- _Exercise text_
- Opening Delimiter -
General characteristics
- Class & type: Godavari-class frigate
- Displacement: 3600 tons standard,; 3850 tons full load;
- Length: 126.4 m (414 ft 8 in)
- Beam: 14.5 m (47 ft 7 in)
- Draught: 4.5 m (14 ft 9 in)
- Propulsion: 2 turbines with 30,000 hp (22,000 kW) motors; 2 550 psi (3,800 kPa) boilers; 2 shafts
- Speed: 27 knots (50 km/h)
- Range: 4,500 mi (7,200 km) at 12 knots (22 km/h)
- Complement: 313 (incl. 40 Officers & 13 Aircrew)
- Sensors & processing systems: 1 × Signaal D-band radar; 1 × MR-310U Angara (NATO: Head Net-C) E-band radar; 2 × Signaal ZW06 or Don Kay I-band radars for navigation; Bharat APSOH hull mounted sonar, Fathoms Oceanic VDS and Type 162M sonar; BEL HUMSA (Hull Mounted Sonar Array);
- Armament: 4 × P-20M (SS-N-2D Styx) AShMs in single-tube launchers; Barak SAM system; 1 x OTO Melara 76 mm gun (replaced 1 x 2 57 mm AK-725 gun; 4 × AK-230 30 mm gunmounts with 85° elevation (in CIWS role only); 6 × 324 mm ILAS 3 torpedo tubes with Whitehead A244S or NST 58 anti-submarine torpedoes;
- Aircraft carried: 2 helicopters; Sea King Mk.42B or HAL Chetak;

= INS Ganga (F22) =

Retired Godavari-class frigate of the Indian Navy

INS Ganga (F22) was a guided-missile frigate of the Indian Navy. Built in Mumbai by Mazagon Dock Limited, she was commissioned into the Indian Navy on 30 December 1985. She was retired from active service on 28 May 2017, and was decommissioned on 22 March 2018.
- Closing Delimiter -
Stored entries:
- Opening Delimiter -
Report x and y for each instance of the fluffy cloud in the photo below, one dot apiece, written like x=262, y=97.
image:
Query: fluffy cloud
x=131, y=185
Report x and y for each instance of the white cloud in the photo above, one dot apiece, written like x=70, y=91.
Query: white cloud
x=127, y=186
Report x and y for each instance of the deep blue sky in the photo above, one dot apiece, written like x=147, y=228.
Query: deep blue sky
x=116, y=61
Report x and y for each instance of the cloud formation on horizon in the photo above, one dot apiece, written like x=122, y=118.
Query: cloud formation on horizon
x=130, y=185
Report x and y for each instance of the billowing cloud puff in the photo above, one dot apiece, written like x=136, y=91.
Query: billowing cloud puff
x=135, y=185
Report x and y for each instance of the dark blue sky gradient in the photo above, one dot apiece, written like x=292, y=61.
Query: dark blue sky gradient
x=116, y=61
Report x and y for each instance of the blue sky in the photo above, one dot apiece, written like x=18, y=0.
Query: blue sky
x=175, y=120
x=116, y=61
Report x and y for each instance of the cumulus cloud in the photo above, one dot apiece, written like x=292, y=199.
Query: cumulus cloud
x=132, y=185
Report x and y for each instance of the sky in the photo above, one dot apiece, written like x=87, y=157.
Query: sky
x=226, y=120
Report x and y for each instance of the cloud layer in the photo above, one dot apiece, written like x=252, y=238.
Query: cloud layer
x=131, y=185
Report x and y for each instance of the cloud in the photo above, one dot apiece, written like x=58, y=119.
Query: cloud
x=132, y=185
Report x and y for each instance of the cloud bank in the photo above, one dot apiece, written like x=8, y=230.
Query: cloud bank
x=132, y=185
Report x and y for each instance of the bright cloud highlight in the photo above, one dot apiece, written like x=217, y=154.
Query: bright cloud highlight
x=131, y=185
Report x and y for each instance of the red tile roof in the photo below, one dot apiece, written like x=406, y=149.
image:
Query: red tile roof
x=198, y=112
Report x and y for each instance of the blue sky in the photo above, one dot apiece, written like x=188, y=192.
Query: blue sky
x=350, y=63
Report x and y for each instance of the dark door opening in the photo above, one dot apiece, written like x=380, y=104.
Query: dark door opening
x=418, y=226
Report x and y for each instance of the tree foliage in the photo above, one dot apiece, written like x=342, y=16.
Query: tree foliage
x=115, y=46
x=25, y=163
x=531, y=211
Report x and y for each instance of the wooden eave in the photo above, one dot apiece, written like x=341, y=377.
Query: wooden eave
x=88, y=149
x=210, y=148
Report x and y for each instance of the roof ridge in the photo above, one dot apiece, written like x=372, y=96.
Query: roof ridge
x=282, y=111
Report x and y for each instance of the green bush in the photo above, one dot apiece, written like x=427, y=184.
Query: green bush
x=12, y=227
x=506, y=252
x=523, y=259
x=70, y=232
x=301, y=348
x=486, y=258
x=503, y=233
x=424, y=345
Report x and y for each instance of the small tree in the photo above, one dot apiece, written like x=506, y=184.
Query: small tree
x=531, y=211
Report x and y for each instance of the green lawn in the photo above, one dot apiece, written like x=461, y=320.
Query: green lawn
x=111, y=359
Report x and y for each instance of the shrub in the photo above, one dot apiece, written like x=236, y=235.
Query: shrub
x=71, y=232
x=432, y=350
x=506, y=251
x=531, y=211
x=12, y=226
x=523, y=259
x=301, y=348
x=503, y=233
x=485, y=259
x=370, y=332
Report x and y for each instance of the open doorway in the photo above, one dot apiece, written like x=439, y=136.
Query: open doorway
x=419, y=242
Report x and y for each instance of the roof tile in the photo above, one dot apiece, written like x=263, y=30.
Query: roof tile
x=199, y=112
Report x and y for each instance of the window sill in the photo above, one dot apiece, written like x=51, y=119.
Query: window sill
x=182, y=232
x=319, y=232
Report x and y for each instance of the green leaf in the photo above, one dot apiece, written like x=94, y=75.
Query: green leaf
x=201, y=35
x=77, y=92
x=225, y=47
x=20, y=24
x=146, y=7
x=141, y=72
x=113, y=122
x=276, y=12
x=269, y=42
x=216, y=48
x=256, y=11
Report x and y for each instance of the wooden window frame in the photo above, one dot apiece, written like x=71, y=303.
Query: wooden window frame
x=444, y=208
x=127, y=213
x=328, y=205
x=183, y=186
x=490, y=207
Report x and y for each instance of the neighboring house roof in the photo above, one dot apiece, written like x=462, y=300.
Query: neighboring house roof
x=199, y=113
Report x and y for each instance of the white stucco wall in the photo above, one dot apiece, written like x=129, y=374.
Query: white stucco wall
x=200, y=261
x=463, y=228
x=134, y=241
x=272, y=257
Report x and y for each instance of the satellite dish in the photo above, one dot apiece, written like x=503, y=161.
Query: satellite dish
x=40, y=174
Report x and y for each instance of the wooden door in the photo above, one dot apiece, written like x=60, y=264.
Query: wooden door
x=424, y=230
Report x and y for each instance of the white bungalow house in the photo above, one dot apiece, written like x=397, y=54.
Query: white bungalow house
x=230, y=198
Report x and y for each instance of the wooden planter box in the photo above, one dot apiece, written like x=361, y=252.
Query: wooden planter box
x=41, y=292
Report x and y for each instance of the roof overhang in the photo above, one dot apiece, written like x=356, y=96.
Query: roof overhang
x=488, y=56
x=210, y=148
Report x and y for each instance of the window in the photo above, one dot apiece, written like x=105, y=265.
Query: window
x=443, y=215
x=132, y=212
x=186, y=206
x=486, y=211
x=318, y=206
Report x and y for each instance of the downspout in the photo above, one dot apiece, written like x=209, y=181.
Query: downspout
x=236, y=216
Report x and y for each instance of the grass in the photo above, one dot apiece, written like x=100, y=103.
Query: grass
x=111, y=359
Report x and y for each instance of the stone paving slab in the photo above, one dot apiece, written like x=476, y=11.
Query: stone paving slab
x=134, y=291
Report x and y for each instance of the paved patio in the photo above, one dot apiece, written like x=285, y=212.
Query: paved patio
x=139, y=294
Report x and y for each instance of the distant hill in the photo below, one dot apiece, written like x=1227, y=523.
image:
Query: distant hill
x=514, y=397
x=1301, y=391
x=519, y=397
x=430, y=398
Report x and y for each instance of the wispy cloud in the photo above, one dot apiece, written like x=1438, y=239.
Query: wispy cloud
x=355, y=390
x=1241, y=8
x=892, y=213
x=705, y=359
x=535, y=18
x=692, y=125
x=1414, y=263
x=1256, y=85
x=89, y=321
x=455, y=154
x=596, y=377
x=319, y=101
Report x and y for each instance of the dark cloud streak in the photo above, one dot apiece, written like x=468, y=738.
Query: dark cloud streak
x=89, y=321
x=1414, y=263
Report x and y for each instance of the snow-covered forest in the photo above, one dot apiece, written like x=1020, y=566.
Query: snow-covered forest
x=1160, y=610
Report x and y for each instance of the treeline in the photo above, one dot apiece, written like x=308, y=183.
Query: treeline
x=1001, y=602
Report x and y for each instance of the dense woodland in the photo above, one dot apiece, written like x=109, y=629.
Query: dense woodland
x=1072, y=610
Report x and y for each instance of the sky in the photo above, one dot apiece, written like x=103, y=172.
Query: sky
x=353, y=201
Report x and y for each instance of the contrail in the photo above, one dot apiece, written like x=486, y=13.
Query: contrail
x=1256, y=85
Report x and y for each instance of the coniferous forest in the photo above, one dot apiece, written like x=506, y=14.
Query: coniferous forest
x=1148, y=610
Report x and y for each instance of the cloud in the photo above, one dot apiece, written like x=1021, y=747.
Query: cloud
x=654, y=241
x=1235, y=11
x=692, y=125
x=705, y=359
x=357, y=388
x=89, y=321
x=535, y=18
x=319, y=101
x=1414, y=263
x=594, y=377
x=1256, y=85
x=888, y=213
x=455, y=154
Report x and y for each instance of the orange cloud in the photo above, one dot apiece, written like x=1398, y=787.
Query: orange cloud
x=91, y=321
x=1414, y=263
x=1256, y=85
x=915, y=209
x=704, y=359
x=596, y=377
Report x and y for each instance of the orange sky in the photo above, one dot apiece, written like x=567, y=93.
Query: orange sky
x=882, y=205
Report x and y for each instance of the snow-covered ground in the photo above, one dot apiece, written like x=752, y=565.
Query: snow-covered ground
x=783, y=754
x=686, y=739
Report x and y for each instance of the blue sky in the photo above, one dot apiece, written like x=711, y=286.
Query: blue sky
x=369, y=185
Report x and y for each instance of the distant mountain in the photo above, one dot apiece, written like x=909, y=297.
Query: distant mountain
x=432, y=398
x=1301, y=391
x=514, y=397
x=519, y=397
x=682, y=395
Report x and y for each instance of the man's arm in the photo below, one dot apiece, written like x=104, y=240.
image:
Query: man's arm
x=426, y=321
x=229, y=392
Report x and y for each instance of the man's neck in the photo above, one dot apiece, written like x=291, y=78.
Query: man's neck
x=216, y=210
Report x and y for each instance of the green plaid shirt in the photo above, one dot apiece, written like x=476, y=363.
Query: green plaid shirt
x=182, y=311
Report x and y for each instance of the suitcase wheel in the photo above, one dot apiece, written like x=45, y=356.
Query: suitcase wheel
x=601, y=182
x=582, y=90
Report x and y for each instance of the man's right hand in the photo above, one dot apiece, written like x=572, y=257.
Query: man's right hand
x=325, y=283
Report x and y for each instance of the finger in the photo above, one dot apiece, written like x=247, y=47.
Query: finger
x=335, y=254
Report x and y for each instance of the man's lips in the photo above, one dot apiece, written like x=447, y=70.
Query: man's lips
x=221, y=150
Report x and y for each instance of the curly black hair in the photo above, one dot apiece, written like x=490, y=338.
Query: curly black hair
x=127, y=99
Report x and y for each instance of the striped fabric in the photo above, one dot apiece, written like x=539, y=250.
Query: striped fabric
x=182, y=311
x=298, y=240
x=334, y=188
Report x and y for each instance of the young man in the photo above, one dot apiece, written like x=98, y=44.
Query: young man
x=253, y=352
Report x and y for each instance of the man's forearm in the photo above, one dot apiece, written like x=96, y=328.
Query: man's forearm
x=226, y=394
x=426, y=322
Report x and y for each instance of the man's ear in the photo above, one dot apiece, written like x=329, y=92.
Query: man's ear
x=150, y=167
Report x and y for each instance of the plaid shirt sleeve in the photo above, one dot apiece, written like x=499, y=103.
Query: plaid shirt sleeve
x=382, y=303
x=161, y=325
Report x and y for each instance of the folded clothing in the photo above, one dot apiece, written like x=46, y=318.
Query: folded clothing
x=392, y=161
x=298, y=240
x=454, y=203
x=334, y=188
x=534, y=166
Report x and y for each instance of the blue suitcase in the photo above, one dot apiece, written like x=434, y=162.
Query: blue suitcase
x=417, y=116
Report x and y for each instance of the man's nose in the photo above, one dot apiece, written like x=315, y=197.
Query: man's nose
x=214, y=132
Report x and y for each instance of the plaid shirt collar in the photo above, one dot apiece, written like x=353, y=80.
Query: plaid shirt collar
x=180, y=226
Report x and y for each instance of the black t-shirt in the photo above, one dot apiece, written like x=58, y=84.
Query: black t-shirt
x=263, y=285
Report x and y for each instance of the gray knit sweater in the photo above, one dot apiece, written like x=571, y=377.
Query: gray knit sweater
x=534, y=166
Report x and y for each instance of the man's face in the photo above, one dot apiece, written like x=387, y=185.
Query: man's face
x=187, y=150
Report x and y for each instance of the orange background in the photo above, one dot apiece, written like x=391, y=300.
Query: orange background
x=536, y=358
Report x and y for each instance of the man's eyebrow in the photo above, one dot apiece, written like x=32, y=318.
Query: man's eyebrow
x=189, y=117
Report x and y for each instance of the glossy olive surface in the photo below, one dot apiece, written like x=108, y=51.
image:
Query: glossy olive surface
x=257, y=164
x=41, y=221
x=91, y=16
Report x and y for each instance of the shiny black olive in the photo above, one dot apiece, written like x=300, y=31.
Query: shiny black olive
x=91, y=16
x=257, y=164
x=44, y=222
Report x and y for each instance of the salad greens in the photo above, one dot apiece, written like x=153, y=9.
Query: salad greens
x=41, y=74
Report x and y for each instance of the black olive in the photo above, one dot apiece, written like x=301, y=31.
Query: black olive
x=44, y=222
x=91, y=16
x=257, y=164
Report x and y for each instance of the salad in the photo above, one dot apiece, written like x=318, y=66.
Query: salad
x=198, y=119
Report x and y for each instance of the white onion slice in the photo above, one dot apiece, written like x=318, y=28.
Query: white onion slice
- Closing Delimiter -
- _Work order_
Decide whether each statement agrees with the text about INS Ganga, answering yes or no and quoting the words that settle it: (a) the ship was built in Mumbai by Mazagon Dock Limited; (b) it carried three helicopters; (c) it was decommissioned on 28 May 2017.

- _Solution_
(a) Yes: "Built in Mumbai by Mazagon Dock Limited"
(b) No: "Aircraft carried: 2 helicopters"
(c) No: "was decommissioned on 22 March 2018"